(Extraits de données de boîtes englobantes)
• • •

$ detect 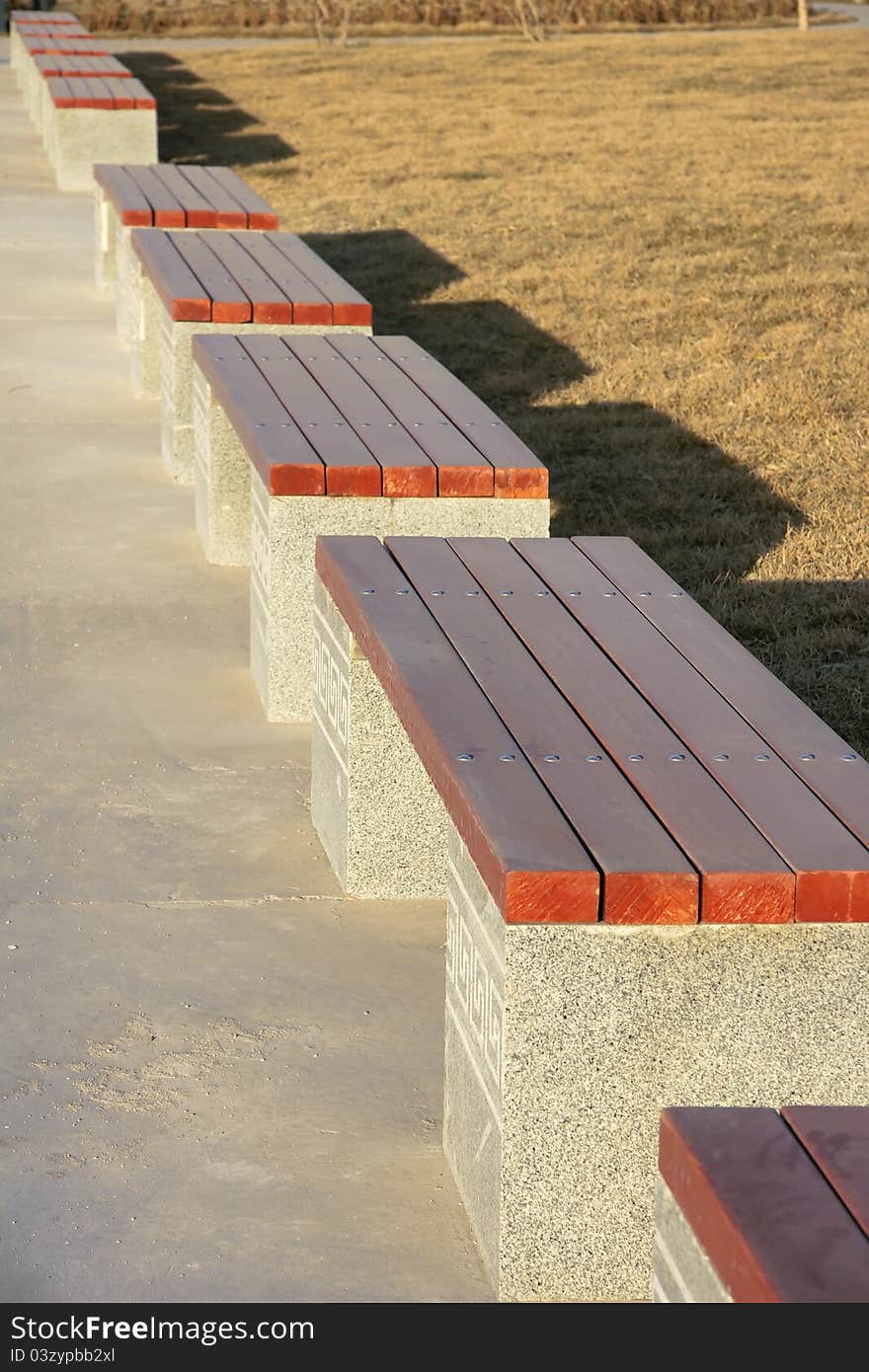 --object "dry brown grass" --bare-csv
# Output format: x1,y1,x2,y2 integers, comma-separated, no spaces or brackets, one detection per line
123,32,869,750
75,0,796,38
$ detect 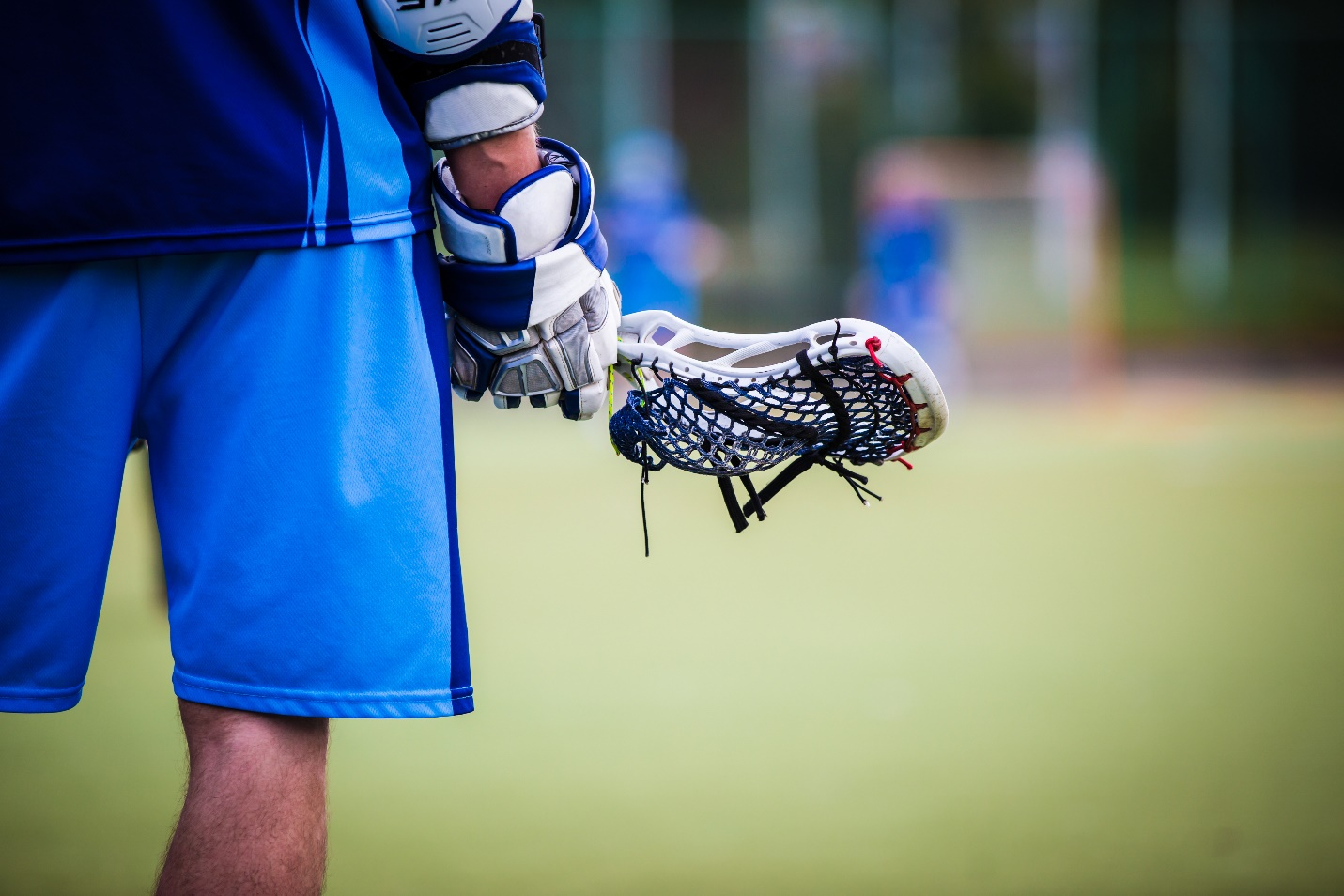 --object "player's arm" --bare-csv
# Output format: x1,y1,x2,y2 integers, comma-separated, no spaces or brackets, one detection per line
361,0,620,419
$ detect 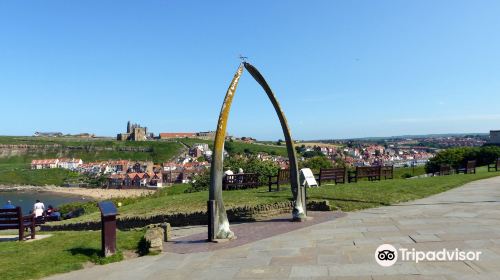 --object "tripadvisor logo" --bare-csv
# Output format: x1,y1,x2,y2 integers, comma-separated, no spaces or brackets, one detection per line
375,244,482,267
375,244,398,267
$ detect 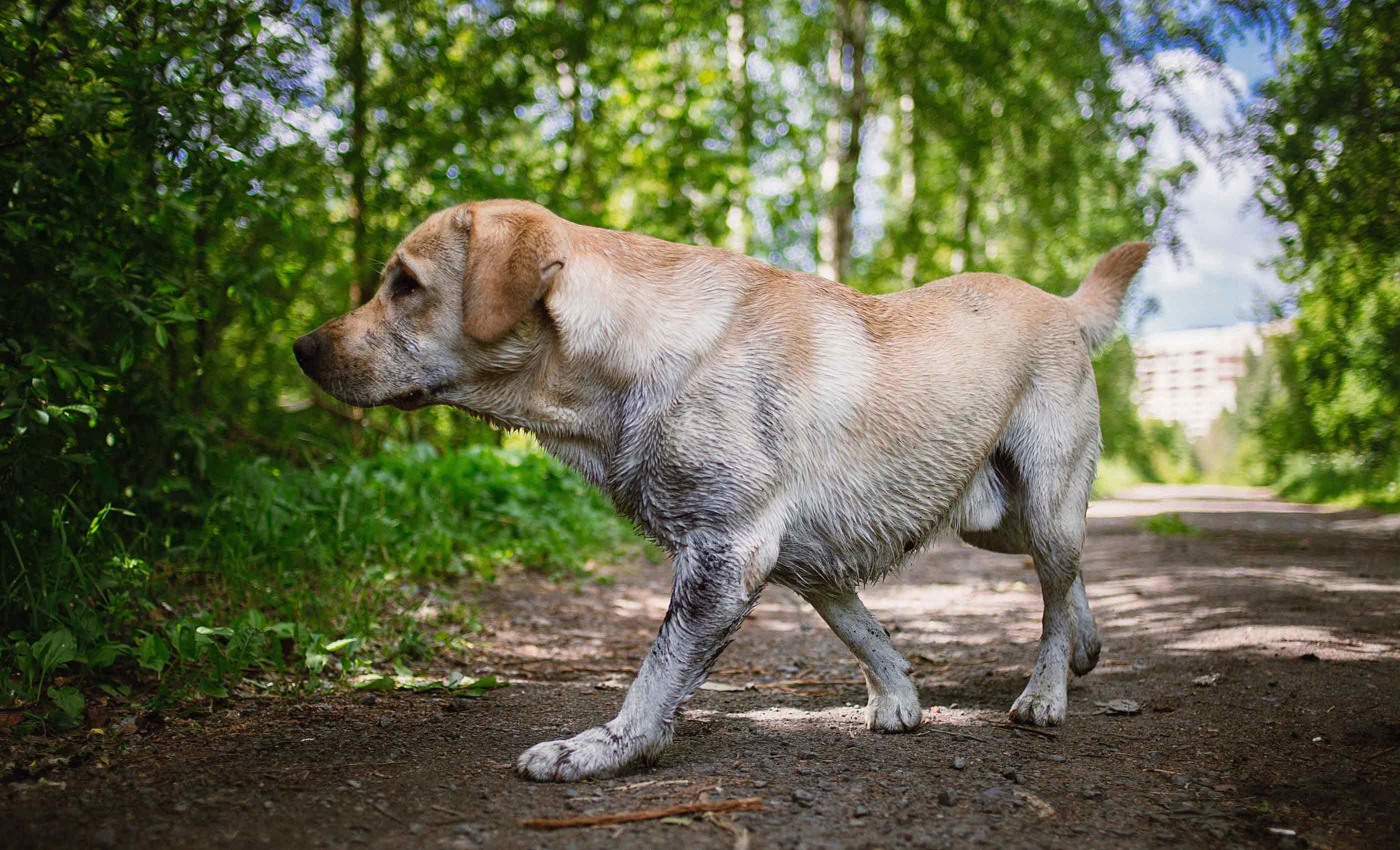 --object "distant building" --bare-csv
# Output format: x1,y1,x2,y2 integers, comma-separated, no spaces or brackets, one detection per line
1132,322,1291,440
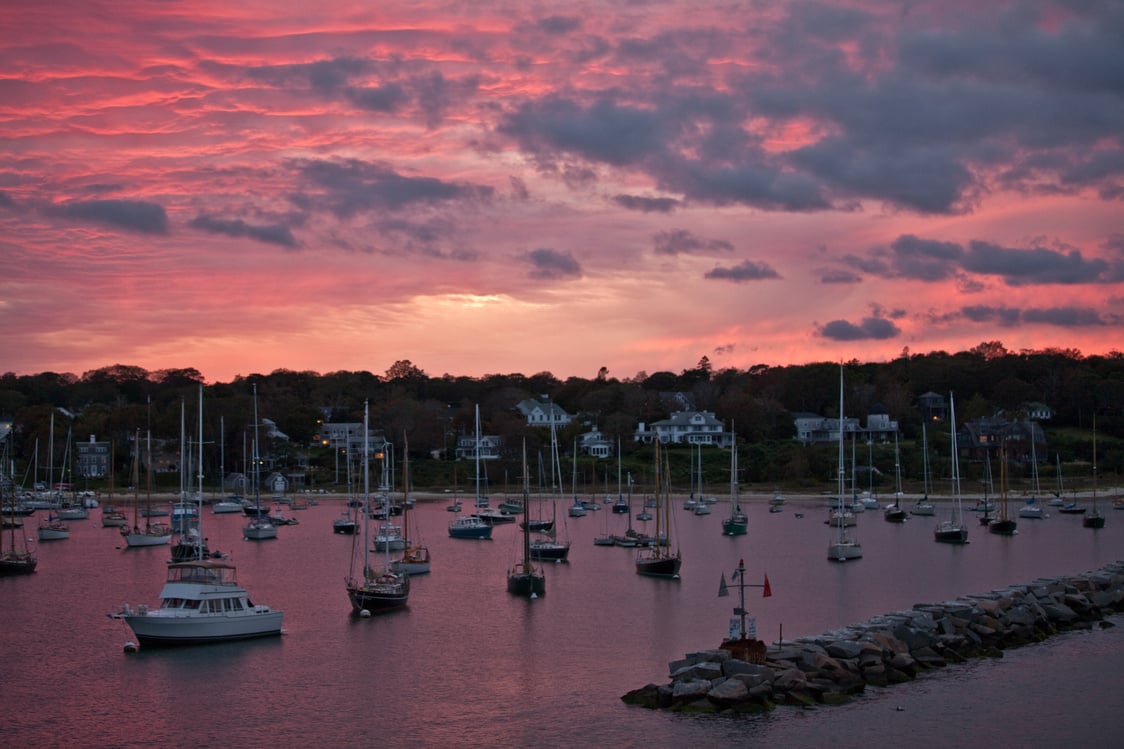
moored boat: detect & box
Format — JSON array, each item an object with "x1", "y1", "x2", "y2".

• • •

Objectif visé -> Mettez s'il vous plaît en liste numérotée les lignes qui vont de celle contenant « moored boat: detect & box », incluse, jusqu'à la fin des données, en omettant les lignes vides.

Résultat obtenu ->
1. moored boat: detect & box
2. Format — JSON array, each item an object with "x1", "y1", "x2", "y2".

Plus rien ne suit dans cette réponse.